%%

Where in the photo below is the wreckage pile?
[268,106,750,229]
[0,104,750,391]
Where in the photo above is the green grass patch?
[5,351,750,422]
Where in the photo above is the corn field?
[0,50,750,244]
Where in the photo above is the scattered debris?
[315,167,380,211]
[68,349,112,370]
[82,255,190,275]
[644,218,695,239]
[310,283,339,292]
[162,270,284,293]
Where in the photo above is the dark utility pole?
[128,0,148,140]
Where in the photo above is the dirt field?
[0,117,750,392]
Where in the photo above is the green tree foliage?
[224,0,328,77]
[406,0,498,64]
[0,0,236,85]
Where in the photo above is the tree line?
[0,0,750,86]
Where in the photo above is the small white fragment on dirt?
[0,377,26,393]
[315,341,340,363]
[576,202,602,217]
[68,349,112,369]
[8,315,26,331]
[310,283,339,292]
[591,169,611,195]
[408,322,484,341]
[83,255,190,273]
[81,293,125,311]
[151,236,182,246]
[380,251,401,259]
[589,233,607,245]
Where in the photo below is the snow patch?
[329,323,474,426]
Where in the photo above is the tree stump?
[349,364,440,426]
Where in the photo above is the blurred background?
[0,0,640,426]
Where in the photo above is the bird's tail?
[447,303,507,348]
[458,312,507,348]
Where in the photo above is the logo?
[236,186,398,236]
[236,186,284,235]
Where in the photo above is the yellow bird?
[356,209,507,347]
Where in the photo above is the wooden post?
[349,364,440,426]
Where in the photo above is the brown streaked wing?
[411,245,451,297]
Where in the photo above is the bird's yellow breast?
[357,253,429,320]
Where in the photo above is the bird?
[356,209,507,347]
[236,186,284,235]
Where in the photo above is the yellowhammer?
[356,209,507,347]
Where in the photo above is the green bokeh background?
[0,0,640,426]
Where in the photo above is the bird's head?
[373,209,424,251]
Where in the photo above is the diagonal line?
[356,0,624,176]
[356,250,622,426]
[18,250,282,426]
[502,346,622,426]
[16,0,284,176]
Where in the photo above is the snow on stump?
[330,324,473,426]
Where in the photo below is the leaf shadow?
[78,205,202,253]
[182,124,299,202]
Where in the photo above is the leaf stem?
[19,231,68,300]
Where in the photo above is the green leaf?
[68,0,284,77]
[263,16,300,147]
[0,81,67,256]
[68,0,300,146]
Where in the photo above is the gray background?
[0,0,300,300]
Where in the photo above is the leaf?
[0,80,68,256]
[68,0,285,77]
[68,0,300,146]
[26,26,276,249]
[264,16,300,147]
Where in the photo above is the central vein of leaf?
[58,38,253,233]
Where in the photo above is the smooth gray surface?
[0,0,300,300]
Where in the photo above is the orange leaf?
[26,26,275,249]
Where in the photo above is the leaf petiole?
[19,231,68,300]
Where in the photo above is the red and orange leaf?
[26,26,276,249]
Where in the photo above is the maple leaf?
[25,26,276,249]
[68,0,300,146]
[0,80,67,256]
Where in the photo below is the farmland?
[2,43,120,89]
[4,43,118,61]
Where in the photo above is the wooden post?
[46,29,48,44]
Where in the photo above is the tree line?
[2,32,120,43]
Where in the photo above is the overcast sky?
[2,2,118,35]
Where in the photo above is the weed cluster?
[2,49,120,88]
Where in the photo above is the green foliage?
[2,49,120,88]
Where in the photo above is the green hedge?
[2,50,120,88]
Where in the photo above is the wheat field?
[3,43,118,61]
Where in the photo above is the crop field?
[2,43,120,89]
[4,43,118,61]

%%

▸ To do
Scale the part of the records that opens with the line containing "Where in the photo above is the leaf petiole?" and closes with the last line of the records. Write out each of those lines again, requests included, with every coordinate in the answers multiplied by 0.75 and rounded to a whole number (halves round up).

▸ Written response
Where in the photo above is the leaf petiole?
[14,173,51,225]
Where in the photo above is the red and orange leaf?
[20,20,207,187]
Where in the photo above is the maple leaf?
[19,20,207,187]
[51,0,225,110]
[0,60,50,192]
Where in the photo below is the farmland?
[2,32,90,67]
[3,32,89,46]
Where in the photo above is the wooden post?
[35,22,36,33]
Where in the photo above is the tree line?
[2,24,90,32]
Where in the photo above is the overcast sky?
[2,2,89,26]
Where in the photo above is the weed cluster?
[2,37,90,66]
Where in the photo above is the green foliage?
[2,37,90,66]
Where in the photo above is the green hedge?
[2,38,90,66]
Where in the photo above is the wheat field?
[2,32,89,46]
Where in the photo above is the crop field?
[2,32,90,67]
[3,32,89,46]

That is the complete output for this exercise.